* [Task to complete]: From the line that includes "written as (306,105)." to the last line of the data, quote each line precisely; both boundary lines belong in the answer.

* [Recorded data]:
╭──

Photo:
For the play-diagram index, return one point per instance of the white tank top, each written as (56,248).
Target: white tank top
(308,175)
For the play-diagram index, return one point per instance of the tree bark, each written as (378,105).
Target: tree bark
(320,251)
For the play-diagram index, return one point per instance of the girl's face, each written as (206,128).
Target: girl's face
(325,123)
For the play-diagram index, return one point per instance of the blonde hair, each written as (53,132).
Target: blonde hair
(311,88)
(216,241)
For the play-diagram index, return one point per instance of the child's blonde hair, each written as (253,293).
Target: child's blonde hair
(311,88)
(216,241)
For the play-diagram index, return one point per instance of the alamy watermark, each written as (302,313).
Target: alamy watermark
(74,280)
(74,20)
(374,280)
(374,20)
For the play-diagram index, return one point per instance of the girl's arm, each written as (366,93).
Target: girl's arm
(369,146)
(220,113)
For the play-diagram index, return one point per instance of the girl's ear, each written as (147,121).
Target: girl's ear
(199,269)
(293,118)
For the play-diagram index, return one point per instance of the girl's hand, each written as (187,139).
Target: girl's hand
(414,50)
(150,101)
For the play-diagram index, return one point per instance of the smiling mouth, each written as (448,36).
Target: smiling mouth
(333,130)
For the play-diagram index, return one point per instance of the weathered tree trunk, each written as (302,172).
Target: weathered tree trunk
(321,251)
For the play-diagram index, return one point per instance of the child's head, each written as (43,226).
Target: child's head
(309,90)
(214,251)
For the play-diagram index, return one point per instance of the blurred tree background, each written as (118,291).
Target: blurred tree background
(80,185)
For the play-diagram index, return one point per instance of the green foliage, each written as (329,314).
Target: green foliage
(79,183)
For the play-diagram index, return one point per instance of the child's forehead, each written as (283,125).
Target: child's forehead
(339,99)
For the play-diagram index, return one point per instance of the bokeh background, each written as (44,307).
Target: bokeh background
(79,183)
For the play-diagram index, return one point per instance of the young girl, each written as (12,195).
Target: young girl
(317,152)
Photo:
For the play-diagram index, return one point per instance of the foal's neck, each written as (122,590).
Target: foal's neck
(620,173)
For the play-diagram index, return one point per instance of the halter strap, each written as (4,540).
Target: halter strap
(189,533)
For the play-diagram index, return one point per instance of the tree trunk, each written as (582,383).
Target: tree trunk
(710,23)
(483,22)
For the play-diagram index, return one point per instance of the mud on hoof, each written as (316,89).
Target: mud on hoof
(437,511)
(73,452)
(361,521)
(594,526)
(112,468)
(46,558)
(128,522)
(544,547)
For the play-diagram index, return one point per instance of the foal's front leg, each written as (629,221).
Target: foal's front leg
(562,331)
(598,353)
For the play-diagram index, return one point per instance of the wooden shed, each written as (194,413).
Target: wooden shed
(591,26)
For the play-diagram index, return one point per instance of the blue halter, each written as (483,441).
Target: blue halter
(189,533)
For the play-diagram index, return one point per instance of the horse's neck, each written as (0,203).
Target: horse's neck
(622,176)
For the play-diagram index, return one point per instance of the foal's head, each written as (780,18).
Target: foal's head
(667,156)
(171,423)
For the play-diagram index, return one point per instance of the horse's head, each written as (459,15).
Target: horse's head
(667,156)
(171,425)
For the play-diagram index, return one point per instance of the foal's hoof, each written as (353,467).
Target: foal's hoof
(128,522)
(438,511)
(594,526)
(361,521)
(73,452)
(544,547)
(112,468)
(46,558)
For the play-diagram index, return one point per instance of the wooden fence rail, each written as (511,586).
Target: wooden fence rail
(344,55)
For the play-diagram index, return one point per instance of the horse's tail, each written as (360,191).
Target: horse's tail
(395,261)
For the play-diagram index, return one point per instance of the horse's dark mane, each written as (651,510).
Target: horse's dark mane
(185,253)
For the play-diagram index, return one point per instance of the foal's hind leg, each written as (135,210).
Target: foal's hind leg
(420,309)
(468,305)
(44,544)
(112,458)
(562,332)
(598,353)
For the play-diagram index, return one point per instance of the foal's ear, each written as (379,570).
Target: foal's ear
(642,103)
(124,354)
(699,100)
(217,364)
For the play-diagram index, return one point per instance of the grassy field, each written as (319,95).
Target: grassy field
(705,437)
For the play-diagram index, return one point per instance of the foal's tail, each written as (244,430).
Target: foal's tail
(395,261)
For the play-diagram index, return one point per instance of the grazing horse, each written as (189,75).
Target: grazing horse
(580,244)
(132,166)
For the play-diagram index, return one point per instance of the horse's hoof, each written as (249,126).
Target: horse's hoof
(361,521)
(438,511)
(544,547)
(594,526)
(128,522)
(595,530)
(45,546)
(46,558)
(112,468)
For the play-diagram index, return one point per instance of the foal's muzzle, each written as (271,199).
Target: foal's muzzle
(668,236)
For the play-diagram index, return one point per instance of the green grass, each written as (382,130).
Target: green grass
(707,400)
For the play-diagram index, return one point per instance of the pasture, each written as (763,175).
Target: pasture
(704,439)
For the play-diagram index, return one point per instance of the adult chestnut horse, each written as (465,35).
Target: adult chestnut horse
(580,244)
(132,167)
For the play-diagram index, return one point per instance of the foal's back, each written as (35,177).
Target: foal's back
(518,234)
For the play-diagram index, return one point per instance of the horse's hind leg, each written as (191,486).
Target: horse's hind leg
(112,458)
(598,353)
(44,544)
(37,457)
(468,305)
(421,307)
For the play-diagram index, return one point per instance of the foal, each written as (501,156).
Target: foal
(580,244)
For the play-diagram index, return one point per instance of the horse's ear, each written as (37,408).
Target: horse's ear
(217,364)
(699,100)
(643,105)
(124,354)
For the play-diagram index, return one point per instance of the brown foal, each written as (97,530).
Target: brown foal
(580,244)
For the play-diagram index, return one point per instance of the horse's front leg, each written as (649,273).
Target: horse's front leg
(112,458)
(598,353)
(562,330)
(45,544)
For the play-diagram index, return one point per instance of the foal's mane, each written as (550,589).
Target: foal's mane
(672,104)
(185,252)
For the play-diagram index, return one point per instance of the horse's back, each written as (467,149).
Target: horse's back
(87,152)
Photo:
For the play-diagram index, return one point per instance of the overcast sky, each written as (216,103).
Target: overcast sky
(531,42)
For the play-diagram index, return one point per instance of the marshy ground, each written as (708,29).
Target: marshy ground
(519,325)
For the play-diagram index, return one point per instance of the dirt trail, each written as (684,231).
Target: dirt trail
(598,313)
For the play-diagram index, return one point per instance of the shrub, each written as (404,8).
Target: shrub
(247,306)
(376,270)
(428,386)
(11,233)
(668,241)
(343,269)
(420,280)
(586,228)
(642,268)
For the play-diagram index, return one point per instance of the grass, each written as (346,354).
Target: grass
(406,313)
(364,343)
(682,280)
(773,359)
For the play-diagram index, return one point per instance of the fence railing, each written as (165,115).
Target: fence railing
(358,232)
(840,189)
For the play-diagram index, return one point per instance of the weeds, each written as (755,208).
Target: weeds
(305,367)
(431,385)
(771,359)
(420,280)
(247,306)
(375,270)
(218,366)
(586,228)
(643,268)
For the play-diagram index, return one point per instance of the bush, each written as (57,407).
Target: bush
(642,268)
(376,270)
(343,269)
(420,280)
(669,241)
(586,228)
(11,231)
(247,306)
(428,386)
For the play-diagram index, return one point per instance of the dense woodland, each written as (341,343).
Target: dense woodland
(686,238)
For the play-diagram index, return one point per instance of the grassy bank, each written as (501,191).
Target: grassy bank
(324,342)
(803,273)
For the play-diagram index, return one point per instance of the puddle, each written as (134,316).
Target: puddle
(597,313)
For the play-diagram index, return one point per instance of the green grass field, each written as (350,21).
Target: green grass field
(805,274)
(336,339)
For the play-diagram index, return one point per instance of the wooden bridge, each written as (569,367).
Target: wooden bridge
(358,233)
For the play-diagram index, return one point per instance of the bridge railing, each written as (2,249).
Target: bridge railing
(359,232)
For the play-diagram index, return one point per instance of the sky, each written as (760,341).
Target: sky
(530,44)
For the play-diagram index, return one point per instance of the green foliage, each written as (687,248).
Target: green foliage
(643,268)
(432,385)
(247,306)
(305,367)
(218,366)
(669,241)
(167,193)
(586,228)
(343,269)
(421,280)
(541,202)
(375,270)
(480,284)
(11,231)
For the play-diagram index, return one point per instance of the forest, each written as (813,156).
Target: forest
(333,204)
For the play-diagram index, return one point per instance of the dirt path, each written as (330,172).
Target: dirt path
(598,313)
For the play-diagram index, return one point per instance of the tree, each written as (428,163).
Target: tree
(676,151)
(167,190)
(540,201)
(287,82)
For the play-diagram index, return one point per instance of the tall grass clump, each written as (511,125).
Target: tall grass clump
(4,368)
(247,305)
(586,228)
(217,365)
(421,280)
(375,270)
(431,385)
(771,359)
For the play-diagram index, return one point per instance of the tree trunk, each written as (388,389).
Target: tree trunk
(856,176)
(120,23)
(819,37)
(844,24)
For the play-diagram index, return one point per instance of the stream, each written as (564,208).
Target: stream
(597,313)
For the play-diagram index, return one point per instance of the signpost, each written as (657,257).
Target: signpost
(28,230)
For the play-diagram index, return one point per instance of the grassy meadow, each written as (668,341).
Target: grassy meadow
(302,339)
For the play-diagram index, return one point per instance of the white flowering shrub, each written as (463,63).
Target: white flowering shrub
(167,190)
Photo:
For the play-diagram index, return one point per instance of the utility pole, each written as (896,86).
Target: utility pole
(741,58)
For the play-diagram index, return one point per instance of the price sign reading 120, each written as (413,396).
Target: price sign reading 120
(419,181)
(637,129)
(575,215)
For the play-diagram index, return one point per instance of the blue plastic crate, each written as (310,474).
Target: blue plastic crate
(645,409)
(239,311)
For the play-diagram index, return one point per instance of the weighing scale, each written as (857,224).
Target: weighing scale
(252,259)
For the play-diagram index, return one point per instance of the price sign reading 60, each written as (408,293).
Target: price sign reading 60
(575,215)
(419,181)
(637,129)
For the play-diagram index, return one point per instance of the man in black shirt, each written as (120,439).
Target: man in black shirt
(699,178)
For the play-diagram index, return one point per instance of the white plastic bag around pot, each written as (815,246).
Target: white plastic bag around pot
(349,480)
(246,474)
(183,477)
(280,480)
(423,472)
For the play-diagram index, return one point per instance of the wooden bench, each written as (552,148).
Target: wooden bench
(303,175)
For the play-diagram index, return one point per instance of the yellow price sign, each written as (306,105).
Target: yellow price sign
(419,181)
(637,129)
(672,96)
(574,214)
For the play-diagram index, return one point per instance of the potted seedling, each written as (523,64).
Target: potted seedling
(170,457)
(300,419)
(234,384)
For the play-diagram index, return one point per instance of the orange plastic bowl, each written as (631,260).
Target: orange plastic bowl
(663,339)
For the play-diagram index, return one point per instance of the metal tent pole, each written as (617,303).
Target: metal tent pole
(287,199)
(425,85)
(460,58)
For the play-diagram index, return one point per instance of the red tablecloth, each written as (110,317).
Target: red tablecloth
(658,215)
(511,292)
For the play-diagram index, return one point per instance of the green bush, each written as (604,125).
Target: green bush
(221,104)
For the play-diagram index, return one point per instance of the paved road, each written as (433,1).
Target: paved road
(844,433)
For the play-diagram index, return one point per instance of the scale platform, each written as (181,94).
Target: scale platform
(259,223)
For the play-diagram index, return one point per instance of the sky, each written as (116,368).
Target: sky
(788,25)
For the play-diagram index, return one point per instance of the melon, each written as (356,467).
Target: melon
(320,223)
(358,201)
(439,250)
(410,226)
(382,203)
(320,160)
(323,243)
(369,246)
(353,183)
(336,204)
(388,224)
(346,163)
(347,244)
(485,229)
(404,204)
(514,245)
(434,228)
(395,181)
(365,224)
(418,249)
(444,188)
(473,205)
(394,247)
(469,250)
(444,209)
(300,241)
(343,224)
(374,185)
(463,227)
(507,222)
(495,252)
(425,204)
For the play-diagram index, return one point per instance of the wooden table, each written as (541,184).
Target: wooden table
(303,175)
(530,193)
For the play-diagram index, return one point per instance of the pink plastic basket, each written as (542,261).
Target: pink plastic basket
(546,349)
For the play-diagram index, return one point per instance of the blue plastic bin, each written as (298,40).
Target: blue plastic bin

╰──

* [The result]:
For the play-diagram index, return one point per instance of the yellow price sign, each written as (306,105).
Target: yellow price sign
(419,181)
(637,129)
(672,96)
(574,214)
For the play-diagram index, return one point per instance of the potted seedling, each written as (523,64).
Target: potted seedling
(170,457)
(300,419)
(234,384)
For the play-diagram index, return one point per instance of the orange plastic bowl, each written as (631,260).
Target: orange plastic bowl
(663,339)
For the play-diagram index, return one point per instance of the metal tent pole, each written as (617,303).
Target: metal tent pole
(287,199)
(425,85)
(460,58)
For the play-diagram index, return one point per instance of the red tablecloth, each written as (110,317).
Target: red tablecloth
(658,215)
(511,292)
For the play-diagram index, return one point per instance of the green bush, each written as (604,125).
Target: green bush
(221,104)
For the play-diagram index, return one point per instance of the paved road, each written as (433,1).
Target: paved road
(844,433)
For the play-diagram index, return one point per instance of the scale platform, each written as (181,94).
Target: scale platform
(259,223)
For the play-diagram index, return one point per instance of the sky, each written as (116,368).
Target: sky
(788,25)
For the play-diagram index, return one point per instance of the melon, each written as (356,467).
Target: melon
(320,223)
(358,201)
(439,250)
(410,226)
(382,203)
(320,160)
(323,243)
(369,246)
(353,183)
(336,204)
(388,224)
(346,163)
(347,244)
(485,229)
(404,204)
(514,245)
(434,228)
(395,181)
(365,224)
(418,249)
(444,188)
(473,205)
(394,247)
(469,250)
(444,209)
(300,241)
(343,224)
(374,185)
(463,227)
(507,222)
(495,252)
(425,204)
For the play-diagram index, return one point per instance of the wooden table, each written as (541,184).
Target: wooden table
(303,175)
(530,193)
For the play-diagram index, return one point per instance of the pink plastic basket, each written as (542,261).
Target: pink plastic basket
(546,349)
For the play-diagram index, return one point per instance of the blue plastic bin, each written as (298,40).
Target: blue plastic bin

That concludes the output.